## Excerpted records
**********

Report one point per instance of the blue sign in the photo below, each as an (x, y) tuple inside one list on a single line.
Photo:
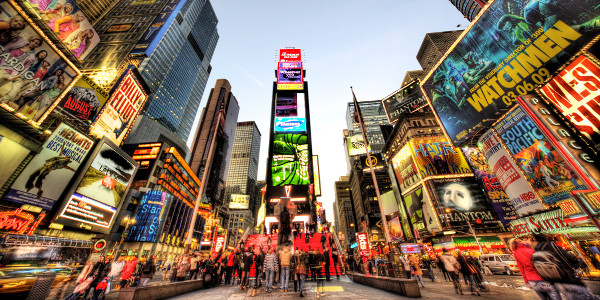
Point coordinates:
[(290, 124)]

**********

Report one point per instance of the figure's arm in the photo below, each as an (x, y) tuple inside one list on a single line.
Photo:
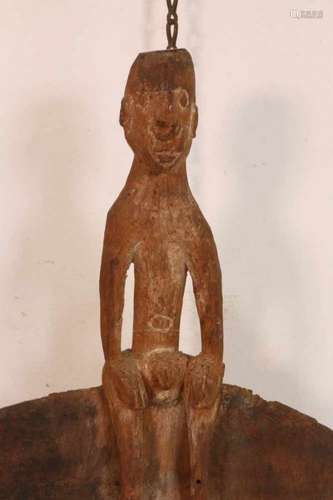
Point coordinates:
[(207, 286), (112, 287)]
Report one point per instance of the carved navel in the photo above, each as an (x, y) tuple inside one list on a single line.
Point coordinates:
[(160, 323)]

**********

## Do this
Turn the data from the line with "Report one point per instance of the blue" up to and including the line with "[(290, 124)]" into a JSON list of strings, one string per line, with blank lines skipped. Leave the picture out.

## Task answer
[
  "Report one point per instance of the blue sign in the photo below, each as an (x, y) tuple inside one list on a single line.",
  "Photo:",
  "Point coordinates:",
  "[(290, 124)]"
]